▶ [Raw records]
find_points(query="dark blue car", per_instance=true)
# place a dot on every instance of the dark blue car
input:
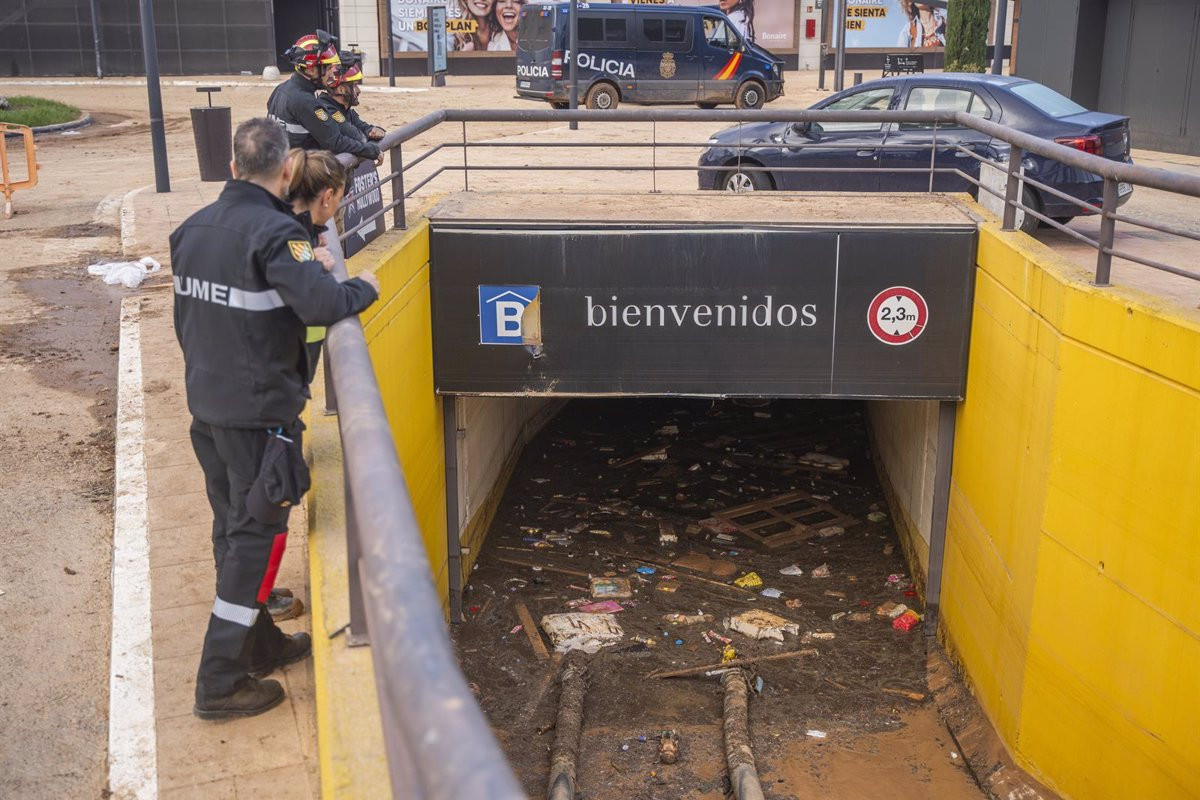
(881, 146)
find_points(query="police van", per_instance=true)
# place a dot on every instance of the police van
(642, 54)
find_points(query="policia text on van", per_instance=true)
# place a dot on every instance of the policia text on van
(643, 54)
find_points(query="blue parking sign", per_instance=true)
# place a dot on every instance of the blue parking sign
(501, 312)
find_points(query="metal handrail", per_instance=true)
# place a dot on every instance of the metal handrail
(439, 745)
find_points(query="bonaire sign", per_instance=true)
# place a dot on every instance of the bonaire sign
(695, 311)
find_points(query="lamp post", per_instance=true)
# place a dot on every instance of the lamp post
(157, 130)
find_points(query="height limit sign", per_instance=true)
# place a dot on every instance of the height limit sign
(898, 316)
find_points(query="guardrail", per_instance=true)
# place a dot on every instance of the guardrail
(439, 745)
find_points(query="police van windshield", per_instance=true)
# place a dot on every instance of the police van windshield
(535, 30)
(718, 34)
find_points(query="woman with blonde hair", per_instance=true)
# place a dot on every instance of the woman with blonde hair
(318, 184)
(486, 26)
(508, 17)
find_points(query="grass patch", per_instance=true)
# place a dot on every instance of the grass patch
(36, 112)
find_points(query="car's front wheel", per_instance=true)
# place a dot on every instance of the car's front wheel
(750, 95)
(744, 180)
(1030, 200)
(603, 97)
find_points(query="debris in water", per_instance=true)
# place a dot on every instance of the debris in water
(762, 625)
(603, 607)
(586, 632)
(891, 609)
(611, 589)
(749, 581)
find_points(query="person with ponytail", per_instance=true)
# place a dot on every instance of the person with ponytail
(318, 184)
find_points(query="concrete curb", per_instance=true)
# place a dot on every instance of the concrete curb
(83, 121)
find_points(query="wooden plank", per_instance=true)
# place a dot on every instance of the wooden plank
(531, 630)
(731, 665)
(577, 573)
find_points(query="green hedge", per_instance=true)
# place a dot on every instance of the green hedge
(36, 112)
(966, 35)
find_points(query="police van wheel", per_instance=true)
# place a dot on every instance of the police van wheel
(741, 181)
(603, 97)
(750, 95)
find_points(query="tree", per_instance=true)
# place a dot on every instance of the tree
(966, 35)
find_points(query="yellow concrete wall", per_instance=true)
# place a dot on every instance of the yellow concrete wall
(1072, 573)
(399, 337)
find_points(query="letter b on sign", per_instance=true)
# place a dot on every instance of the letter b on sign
(502, 311)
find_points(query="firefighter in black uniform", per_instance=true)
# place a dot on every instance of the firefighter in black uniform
(246, 284)
(294, 102)
(345, 85)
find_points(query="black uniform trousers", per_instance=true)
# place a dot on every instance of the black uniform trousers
(241, 633)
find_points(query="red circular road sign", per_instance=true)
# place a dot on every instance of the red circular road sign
(898, 316)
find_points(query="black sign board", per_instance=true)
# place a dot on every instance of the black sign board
(895, 64)
(365, 179)
(784, 312)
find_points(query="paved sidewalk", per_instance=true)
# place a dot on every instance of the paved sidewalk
(275, 753)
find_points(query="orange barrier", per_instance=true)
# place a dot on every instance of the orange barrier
(7, 185)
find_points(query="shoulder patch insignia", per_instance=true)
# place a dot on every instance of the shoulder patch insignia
(301, 251)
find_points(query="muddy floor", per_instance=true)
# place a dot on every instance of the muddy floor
(852, 720)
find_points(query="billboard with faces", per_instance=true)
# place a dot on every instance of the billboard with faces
(491, 25)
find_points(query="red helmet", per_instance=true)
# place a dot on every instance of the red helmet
(351, 70)
(312, 49)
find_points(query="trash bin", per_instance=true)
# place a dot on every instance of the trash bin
(213, 130)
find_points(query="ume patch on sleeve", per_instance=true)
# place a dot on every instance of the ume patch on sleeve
(301, 251)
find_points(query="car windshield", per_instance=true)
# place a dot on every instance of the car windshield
(535, 30)
(1047, 100)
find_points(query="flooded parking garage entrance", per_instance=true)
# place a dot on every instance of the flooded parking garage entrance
(666, 471)
(667, 495)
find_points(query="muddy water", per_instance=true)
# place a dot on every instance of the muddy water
(575, 511)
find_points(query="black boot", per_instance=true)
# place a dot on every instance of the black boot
(252, 697)
(295, 648)
(282, 605)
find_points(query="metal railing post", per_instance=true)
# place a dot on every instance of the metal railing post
(933, 156)
(330, 392)
(358, 633)
(654, 157)
(466, 181)
(1013, 187)
(1108, 230)
(396, 163)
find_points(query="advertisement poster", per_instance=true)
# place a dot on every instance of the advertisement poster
(894, 24)
(491, 25)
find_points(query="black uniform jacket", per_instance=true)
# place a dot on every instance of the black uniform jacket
(246, 286)
(347, 118)
(309, 124)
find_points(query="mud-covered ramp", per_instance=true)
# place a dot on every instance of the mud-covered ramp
(582, 504)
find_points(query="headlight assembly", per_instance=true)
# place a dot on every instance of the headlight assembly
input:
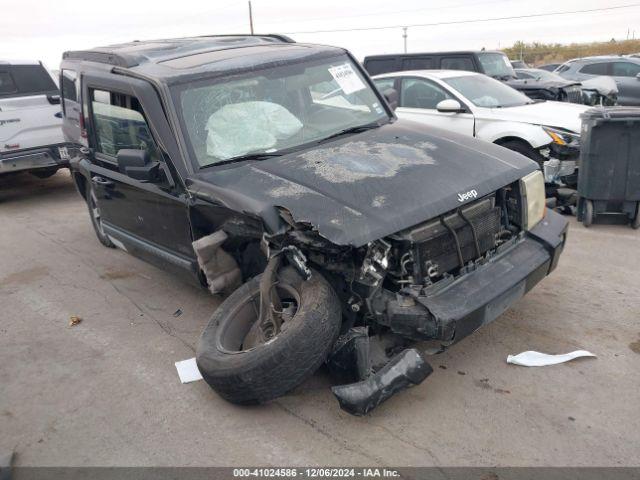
(563, 137)
(533, 199)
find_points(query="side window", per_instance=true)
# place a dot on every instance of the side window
(421, 93)
(595, 69)
(457, 63)
(68, 85)
(417, 64)
(119, 123)
(625, 69)
(68, 88)
(383, 84)
(377, 66)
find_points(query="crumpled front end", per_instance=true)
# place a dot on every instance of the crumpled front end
(438, 281)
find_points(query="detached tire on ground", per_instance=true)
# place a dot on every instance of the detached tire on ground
(245, 370)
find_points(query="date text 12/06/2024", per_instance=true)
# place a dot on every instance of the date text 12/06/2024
(315, 473)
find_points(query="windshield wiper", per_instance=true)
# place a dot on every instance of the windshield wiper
(243, 158)
(347, 131)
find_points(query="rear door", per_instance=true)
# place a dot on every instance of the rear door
(148, 219)
(418, 100)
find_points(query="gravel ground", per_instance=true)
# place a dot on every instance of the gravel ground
(106, 392)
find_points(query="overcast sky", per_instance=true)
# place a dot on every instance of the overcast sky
(31, 29)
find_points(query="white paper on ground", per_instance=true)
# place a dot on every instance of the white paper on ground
(188, 371)
(537, 359)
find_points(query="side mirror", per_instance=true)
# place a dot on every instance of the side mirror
(136, 164)
(53, 99)
(449, 106)
(391, 96)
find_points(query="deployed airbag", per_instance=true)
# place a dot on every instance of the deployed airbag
(240, 128)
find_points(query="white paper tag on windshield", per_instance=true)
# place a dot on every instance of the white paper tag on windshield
(347, 79)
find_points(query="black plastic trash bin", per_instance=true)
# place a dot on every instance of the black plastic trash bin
(609, 172)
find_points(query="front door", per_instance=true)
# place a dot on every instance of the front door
(419, 98)
(147, 218)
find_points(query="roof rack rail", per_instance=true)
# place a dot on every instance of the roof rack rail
(278, 36)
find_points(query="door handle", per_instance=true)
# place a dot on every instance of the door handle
(102, 182)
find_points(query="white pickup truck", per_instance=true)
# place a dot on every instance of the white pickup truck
(31, 136)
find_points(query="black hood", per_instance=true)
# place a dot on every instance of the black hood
(368, 185)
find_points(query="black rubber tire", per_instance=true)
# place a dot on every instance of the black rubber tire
(587, 214)
(271, 369)
(525, 149)
(635, 223)
(95, 222)
(44, 173)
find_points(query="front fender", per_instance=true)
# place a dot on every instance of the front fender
(492, 131)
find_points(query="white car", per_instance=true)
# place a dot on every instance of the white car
(477, 105)
(31, 137)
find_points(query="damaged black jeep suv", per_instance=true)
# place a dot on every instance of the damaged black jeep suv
(276, 172)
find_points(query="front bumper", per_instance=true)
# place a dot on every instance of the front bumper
(474, 299)
(35, 158)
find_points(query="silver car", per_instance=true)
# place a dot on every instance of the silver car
(624, 70)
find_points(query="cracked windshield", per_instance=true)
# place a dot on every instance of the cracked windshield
(276, 109)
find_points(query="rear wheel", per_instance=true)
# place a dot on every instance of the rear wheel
(96, 219)
(246, 363)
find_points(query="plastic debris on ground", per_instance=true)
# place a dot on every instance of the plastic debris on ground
(537, 359)
(188, 371)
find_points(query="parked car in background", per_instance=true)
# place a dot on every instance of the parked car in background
(543, 85)
(549, 67)
(494, 64)
(491, 63)
(536, 83)
(30, 120)
(625, 71)
(479, 106)
(276, 171)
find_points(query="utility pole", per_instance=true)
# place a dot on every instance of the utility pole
(404, 36)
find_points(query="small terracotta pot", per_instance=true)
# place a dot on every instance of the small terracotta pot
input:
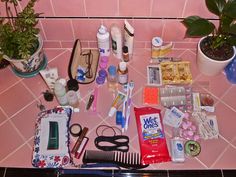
(208, 66)
(28, 65)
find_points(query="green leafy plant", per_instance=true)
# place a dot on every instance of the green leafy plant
(218, 36)
(18, 31)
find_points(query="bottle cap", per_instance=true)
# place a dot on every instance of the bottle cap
(112, 111)
(58, 86)
(102, 29)
(100, 80)
(72, 84)
(125, 49)
(102, 73)
(122, 66)
(112, 70)
(104, 59)
(157, 41)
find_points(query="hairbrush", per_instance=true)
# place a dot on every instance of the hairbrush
(128, 160)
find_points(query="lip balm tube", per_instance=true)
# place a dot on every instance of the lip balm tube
(116, 103)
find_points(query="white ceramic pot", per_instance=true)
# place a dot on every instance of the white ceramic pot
(30, 65)
(209, 66)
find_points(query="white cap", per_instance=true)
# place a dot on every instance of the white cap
(112, 111)
(102, 29)
(122, 66)
(157, 41)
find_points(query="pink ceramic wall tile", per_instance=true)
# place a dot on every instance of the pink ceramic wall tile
(57, 29)
(11, 79)
(146, 29)
(102, 8)
(67, 44)
(69, 8)
(84, 44)
(173, 31)
(189, 164)
(218, 84)
(62, 63)
(229, 98)
(86, 29)
(208, 154)
(226, 118)
(3, 117)
(93, 44)
(29, 115)
(36, 85)
(134, 7)
(15, 159)
(168, 8)
(18, 91)
(227, 160)
(10, 139)
(51, 44)
(199, 8)
(42, 6)
(185, 45)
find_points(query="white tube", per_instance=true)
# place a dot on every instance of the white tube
(116, 103)
(49, 76)
(129, 37)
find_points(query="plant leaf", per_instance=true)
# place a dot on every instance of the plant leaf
(230, 9)
(215, 6)
(225, 23)
(232, 40)
(232, 29)
(199, 28)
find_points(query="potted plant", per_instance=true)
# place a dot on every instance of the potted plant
(216, 46)
(20, 42)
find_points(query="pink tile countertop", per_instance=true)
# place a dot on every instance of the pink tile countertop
(20, 96)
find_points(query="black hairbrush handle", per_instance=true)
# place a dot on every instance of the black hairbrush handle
(125, 160)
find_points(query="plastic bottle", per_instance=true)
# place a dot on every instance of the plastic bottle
(112, 79)
(60, 92)
(125, 53)
(72, 98)
(103, 41)
(116, 39)
(122, 73)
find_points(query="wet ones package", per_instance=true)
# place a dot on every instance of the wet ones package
(152, 139)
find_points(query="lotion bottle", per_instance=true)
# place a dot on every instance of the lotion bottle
(122, 73)
(103, 38)
(116, 39)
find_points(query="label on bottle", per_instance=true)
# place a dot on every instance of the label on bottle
(62, 100)
(114, 46)
(123, 78)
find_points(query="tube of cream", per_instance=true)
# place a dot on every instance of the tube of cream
(116, 103)
(129, 37)
(49, 76)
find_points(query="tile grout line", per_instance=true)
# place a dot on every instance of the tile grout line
(219, 157)
(17, 130)
(229, 143)
(5, 114)
(5, 172)
(21, 109)
(17, 82)
(203, 164)
(65, 50)
(184, 8)
(14, 151)
(27, 88)
(222, 173)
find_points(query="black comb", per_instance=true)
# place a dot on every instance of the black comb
(130, 160)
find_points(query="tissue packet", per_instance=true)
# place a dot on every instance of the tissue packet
(152, 139)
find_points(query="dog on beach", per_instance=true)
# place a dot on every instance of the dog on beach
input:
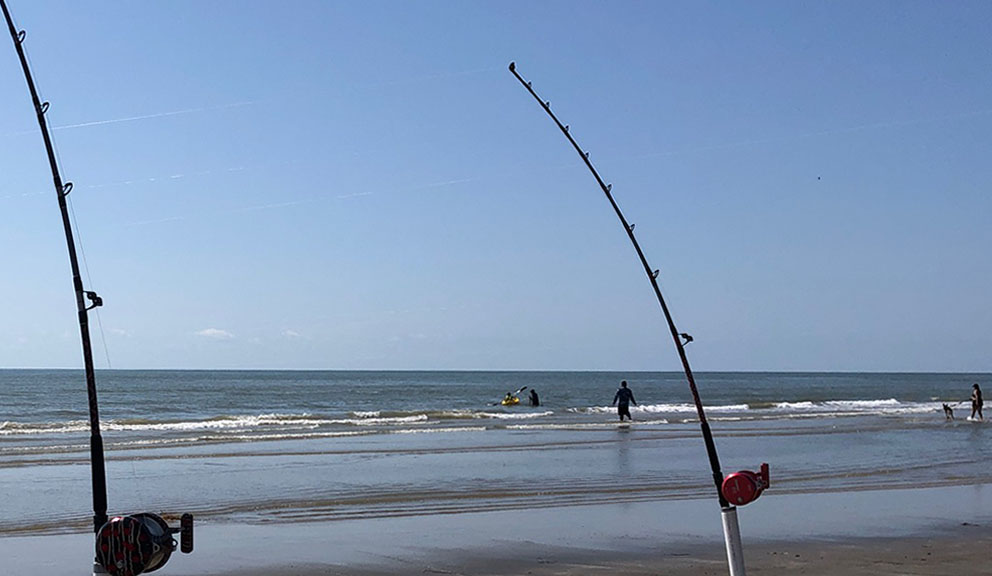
(948, 412)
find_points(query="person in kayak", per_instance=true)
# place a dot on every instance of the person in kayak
(624, 396)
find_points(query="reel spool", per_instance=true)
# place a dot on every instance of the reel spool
(133, 545)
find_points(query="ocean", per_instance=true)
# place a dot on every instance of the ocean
(262, 447)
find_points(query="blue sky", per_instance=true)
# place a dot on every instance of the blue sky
(364, 185)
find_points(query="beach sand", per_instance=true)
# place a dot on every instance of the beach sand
(933, 531)
(963, 552)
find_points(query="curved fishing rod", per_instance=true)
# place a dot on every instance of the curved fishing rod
(741, 487)
(125, 545)
(62, 190)
(653, 278)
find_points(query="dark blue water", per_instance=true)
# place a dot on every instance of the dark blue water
(297, 446)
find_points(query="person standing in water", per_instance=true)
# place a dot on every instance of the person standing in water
(976, 402)
(625, 397)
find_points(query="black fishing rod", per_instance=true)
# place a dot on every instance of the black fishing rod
(754, 482)
(62, 190)
(125, 545)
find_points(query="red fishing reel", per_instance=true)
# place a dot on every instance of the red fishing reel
(132, 545)
(744, 487)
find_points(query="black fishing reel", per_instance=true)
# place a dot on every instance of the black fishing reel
(132, 545)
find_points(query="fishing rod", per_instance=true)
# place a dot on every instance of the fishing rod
(62, 191)
(128, 545)
(742, 487)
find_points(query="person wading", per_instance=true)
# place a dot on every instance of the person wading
(625, 397)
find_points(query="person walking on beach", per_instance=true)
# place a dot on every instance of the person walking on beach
(976, 401)
(624, 396)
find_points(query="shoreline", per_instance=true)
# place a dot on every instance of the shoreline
(943, 530)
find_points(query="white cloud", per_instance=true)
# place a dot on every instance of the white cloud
(215, 334)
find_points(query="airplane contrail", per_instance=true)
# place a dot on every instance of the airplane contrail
(136, 118)
(150, 116)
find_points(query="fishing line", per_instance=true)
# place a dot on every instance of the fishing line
(77, 233)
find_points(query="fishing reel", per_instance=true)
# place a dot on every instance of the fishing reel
(132, 545)
(744, 487)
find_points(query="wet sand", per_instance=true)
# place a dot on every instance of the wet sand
(934, 531)
(963, 552)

▶ [Work to complete] Return every line of the listing above that contains the word "woman", treating uppercase and lowercase as different.

▶ [Finished exercise]
find_points(query="woman with blonde hair", per_instance=true)
# place a dot on every instance of the woman with blonde hair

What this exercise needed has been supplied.